> **Fragmento seleccionado**:
<<<<

Mario Góngora inicia tomando la referencia con la que Alberto Edwards describe el período del parlamentarismo, que sería una época de inmutable autoridad de la aristocracia, en que reinará la inercia y la hipocresía. Describe cómo la política estará marcada por las “suaves luchas de salón entre magnates del mismo rango” que tendrán como expresión las rotativas y crisis ministeriales, y dejarán solo a la política exterior como rama estable, encargada de consolidar los territorios incorporados durante el siglo XIX.  Edwards dirá que será una política “fantasmagórica” en la que una aristocracia con mucho poder no tendrá sin embargo decisión al no estar sometida a un gobierno fuerte.

Tras la ilusión de los años inmediatamente siguientes a la guerra civil, la esperanza parece desvanecerse y parecen reflotar los conflictos y desacuerdos entre los partidos. Se dirá que “el estado social y político que produjo la dictadura, por la corrupción de los partidos y sus ideas” no ha cesado, tanto así que incluso los miembros del partido Liberal Democrático balmacedista adquirirán las prácticas de sus adversarios en el nuevo sistema (véase el caso de Julio Bañados Espinoza, que acaba siendo fugaz ministro en la época).

Se pasa a rescatar en el texto la figura de ciertos hombres que sobresalen entre dicha aristocracia, como Enrique MacIver con su discurso “La crisis moral de la República” en que lamenta el relajamiento de la moral pública y la iniciativa mercantil; o como Julio Zegers, que criticará la política del tiempo marcada por el “mercado de votos, inescrupuloso en sus designaciones frente a los líderes del pasado”.  Así, “La Guerra Civil ganada contra Balmaceda, se ha declarado pues perdida por sus propios vencedores, póstumamente”, con una fuerte autocrítica.

>>>>

> **Información disponible**:
<<<<

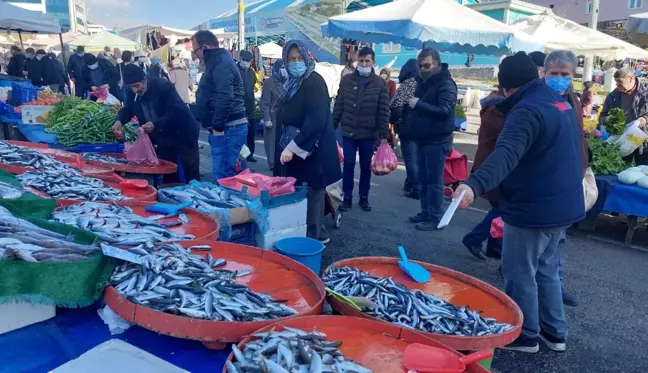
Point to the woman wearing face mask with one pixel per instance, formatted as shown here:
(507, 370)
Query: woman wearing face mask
(309, 152)
(272, 89)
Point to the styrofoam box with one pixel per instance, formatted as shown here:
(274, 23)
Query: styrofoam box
(117, 356)
(287, 216)
(18, 315)
(267, 241)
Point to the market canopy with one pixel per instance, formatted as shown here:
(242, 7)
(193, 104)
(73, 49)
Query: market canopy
(271, 50)
(442, 24)
(559, 33)
(637, 28)
(97, 42)
(13, 18)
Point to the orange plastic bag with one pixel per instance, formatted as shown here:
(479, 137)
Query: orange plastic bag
(141, 152)
(384, 161)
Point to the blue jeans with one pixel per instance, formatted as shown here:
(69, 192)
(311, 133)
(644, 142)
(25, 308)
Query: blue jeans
(431, 162)
(530, 270)
(481, 232)
(365, 150)
(409, 149)
(225, 150)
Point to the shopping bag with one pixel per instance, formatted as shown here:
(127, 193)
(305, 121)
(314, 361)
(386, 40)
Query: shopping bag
(497, 228)
(384, 161)
(141, 152)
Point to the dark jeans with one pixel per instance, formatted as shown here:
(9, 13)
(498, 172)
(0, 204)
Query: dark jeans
(365, 150)
(481, 233)
(409, 150)
(431, 162)
(251, 134)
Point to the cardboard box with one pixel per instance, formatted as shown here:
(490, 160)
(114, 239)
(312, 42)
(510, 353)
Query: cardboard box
(35, 114)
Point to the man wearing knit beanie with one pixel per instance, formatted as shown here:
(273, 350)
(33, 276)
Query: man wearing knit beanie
(536, 171)
(162, 113)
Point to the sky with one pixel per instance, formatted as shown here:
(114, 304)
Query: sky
(183, 14)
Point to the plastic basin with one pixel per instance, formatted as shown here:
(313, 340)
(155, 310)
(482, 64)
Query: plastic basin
(271, 274)
(376, 345)
(452, 286)
(305, 250)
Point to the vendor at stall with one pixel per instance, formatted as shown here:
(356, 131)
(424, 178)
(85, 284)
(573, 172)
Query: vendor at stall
(165, 117)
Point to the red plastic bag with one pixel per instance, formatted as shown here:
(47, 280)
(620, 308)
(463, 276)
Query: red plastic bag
(141, 152)
(276, 186)
(384, 161)
(497, 228)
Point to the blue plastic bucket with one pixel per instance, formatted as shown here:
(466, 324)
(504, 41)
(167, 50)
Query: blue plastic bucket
(305, 250)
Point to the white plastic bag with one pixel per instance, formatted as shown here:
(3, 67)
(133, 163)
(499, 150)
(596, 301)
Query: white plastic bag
(590, 190)
(116, 324)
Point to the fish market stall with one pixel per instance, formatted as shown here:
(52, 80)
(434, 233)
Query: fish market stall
(248, 289)
(364, 346)
(496, 322)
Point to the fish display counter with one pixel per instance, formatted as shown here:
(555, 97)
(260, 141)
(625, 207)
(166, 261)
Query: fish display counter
(455, 309)
(223, 293)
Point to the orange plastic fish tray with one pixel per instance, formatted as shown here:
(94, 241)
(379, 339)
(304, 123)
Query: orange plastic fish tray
(452, 286)
(376, 345)
(271, 273)
(201, 225)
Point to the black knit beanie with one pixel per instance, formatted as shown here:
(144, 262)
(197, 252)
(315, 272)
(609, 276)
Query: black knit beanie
(516, 71)
(133, 74)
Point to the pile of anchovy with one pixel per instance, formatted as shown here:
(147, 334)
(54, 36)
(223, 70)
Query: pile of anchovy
(172, 279)
(8, 191)
(70, 185)
(206, 196)
(104, 158)
(292, 350)
(25, 157)
(22, 240)
(119, 225)
(411, 308)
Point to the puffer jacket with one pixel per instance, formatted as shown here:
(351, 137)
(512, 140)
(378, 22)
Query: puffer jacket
(219, 99)
(362, 107)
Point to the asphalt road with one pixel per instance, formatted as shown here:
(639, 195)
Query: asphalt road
(608, 330)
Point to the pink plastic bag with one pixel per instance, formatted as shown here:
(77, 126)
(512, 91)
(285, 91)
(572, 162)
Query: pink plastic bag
(384, 161)
(141, 152)
(276, 186)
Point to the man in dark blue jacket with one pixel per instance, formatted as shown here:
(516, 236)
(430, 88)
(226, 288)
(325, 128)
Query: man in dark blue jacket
(219, 104)
(163, 115)
(536, 170)
(431, 123)
(249, 81)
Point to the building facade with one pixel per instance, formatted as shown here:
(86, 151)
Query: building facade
(72, 14)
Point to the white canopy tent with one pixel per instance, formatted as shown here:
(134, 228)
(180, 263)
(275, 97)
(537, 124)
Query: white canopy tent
(271, 50)
(559, 33)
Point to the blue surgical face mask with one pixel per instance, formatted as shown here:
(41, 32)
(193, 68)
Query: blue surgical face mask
(559, 83)
(297, 68)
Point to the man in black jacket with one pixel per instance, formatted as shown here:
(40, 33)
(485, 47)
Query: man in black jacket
(362, 110)
(16, 62)
(75, 69)
(249, 80)
(220, 104)
(166, 118)
(432, 123)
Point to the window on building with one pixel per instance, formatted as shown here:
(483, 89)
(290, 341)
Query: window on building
(635, 4)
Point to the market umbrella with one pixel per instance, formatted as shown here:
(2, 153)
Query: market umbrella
(636, 28)
(560, 33)
(442, 24)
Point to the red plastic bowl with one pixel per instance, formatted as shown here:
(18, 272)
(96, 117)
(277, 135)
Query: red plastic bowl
(452, 286)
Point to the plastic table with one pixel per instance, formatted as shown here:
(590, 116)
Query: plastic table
(44, 346)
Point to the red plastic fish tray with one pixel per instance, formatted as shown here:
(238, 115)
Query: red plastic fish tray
(201, 225)
(271, 273)
(452, 286)
(376, 345)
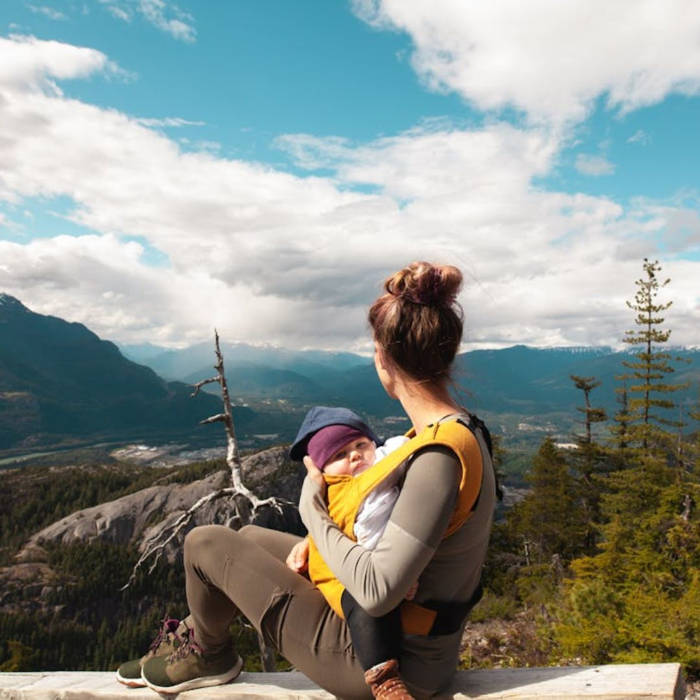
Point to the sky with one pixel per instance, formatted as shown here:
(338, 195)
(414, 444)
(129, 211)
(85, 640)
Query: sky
(261, 166)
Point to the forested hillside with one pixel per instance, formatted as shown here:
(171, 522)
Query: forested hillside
(598, 563)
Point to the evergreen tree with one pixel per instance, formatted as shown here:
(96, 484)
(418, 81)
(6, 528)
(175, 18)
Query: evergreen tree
(549, 520)
(638, 598)
(651, 400)
(589, 458)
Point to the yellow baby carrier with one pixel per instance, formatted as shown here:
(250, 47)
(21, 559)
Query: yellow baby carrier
(346, 493)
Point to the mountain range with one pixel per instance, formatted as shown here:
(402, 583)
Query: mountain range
(59, 382)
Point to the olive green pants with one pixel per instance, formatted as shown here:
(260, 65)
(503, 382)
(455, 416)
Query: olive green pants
(244, 571)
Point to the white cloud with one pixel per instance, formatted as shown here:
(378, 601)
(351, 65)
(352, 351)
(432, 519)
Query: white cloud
(29, 64)
(166, 16)
(641, 137)
(267, 256)
(590, 164)
(169, 122)
(547, 58)
(49, 12)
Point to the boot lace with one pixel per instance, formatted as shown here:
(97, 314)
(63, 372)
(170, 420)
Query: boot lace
(168, 625)
(188, 646)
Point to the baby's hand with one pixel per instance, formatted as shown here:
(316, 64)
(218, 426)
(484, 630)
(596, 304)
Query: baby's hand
(298, 559)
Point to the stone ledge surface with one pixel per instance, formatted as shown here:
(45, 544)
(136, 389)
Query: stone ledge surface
(613, 682)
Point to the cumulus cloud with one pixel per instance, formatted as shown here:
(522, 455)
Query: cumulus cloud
(268, 256)
(166, 16)
(549, 59)
(641, 137)
(169, 121)
(590, 164)
(49, 12)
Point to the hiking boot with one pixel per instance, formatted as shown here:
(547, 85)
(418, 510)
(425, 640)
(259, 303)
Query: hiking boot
(385, 682)
(166, 642)
(191, 667)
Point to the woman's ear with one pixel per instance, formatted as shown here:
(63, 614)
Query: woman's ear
(385, 369)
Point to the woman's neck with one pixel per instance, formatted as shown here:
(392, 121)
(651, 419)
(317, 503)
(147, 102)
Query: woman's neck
(425, 403)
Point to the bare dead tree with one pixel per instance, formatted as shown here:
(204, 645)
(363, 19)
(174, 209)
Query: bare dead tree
(246, 503)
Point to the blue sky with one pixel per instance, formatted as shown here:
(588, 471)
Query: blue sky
(262, 165)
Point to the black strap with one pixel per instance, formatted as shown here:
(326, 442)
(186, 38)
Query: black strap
(451, 615)
(473, 424)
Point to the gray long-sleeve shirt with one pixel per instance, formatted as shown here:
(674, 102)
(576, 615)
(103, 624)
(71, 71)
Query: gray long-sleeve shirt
(413, 549)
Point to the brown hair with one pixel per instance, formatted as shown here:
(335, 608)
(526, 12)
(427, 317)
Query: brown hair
(418, 322)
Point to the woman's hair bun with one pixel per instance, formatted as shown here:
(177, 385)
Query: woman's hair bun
(426, 284)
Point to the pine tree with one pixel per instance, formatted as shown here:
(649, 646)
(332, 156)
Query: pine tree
(638, 598)
(589, 458)
(550, 519)
(650, 403)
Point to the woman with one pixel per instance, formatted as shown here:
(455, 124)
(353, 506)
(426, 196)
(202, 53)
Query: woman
(417, 329)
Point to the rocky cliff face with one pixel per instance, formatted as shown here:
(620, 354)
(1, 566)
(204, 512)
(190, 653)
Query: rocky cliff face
(132, 519)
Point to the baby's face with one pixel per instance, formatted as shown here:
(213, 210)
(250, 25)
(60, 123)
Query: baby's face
(353, 458)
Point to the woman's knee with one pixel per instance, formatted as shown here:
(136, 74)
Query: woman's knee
(205, 538)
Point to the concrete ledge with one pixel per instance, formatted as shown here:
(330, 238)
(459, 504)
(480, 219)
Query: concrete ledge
(615, 682)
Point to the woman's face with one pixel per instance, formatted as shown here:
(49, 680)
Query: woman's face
(383, 367)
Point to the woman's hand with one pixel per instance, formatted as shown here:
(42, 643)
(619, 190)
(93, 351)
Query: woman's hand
(315, 474)
(412, 591)
(298, 559)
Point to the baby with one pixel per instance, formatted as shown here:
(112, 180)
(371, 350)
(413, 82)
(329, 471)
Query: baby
(339, 442)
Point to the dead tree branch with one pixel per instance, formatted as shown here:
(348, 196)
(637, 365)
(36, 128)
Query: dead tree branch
(245, 503)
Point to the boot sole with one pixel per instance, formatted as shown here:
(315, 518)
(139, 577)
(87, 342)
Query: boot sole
(131, 682)
(199, 682)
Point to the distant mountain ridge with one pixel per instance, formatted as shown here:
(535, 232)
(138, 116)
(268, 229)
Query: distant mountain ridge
(59, 380)
(515, 380)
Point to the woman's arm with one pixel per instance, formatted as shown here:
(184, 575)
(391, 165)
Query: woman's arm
(379, 579)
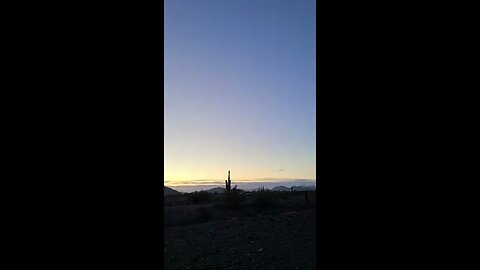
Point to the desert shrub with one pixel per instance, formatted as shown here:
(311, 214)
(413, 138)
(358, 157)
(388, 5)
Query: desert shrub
(233, 200)
(265, 199)
(199, 197)
(204, 214)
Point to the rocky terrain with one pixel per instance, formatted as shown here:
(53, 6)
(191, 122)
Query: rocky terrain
(282, 240)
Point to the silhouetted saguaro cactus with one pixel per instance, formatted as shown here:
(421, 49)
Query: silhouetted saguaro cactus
(228, 185)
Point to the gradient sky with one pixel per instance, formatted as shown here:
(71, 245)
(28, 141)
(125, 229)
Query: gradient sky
(239, 90)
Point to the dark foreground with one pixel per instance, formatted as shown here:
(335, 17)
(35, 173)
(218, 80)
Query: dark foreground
(277, 241)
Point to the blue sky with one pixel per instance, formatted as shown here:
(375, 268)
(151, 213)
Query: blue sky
(239, 89)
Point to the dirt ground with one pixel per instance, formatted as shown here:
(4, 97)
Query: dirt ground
(284, 240)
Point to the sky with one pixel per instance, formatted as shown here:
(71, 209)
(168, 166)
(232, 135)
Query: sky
(239, 91)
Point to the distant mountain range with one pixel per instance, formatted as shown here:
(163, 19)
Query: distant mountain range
(281, 188)
(169, 191)
(216, 190)
(304, 188)
(295, 188)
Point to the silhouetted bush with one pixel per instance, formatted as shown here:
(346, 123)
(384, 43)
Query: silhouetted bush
(233, 199)
(204, 214)
(199, 197)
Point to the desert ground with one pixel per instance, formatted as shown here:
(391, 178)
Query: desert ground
(263, 230)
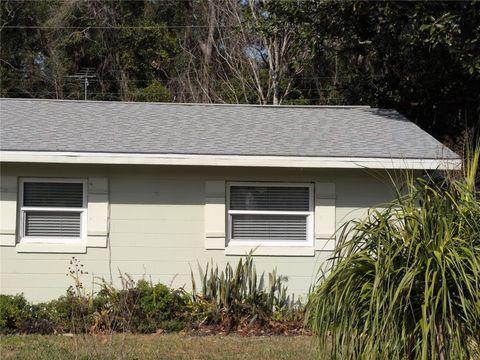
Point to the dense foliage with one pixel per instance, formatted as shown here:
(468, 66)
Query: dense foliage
(418, 57)
(237, 296)
(229, 299)
(405, 281)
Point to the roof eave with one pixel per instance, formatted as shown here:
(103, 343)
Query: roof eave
(228, 160)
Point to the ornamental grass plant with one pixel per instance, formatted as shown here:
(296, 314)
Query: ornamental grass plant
(404, 282)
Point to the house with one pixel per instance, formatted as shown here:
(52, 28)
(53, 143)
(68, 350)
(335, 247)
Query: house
(151, 189)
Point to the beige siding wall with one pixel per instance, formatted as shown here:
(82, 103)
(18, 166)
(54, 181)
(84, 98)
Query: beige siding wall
(157, 225)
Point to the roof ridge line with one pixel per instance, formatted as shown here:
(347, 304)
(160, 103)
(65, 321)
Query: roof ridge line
(192, 104)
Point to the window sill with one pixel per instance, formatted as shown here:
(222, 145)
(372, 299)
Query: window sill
(51, 248)
(270, 250)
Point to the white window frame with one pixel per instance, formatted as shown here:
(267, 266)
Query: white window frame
(271, 243)
(53, 239)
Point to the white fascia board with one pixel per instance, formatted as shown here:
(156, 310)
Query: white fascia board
(227, 160)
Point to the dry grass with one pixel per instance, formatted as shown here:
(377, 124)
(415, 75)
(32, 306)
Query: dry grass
(171, 346)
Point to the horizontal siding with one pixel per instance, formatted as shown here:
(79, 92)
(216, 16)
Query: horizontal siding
(157, 226)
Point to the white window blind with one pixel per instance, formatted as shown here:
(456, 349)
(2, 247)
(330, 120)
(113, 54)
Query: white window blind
(52, 210)
(273, 214)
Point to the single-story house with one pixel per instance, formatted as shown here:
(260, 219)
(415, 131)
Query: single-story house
(151, 189)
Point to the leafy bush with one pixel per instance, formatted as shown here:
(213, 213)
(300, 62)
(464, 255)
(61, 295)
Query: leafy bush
(405, 281)
(233, 297)
(229, 298)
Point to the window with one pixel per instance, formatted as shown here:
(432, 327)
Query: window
(270, 214)
(53, 210)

>>>>

> **Lista de ejercicios**:
[1] Según el fragmento sobre el parlamentarismo, ¿qué rama de la política fue la única que se mantuvo estable?
[2] Prolonga el fragmento sobre el parlamentarismo a partir de donde termina.
El material va aparte y no tiene que ver con el fragmento sobre el parlamentarismo.

> **Respuestas por ejercicio**:
[1] La política exterior, encargada de consolidar los territorios incorporados durante el siglo XIX.

[2]
Se identificó, entre dirigentes de la época, la necesidad de corregir el régimen parlamentario, por ejemplo, a través de la posibilidad del presidente de disolver la Cámara de Diputados con acuerdo del Senado, de limitar a esta última para evitar su transformación en cámara política, o de impedir el incremento del gasto público por el Congreso sin especificación de su base presupuestaria. Sin embargo, la confianza en que Pedro Montt podría llevarlas adelante se aguó, demostrándose en los años siguientes la resistencia existente para realizar incluso reformas necesarias pequeñas. Existía un sentimiento general de decadencia e impotencia gubernativa.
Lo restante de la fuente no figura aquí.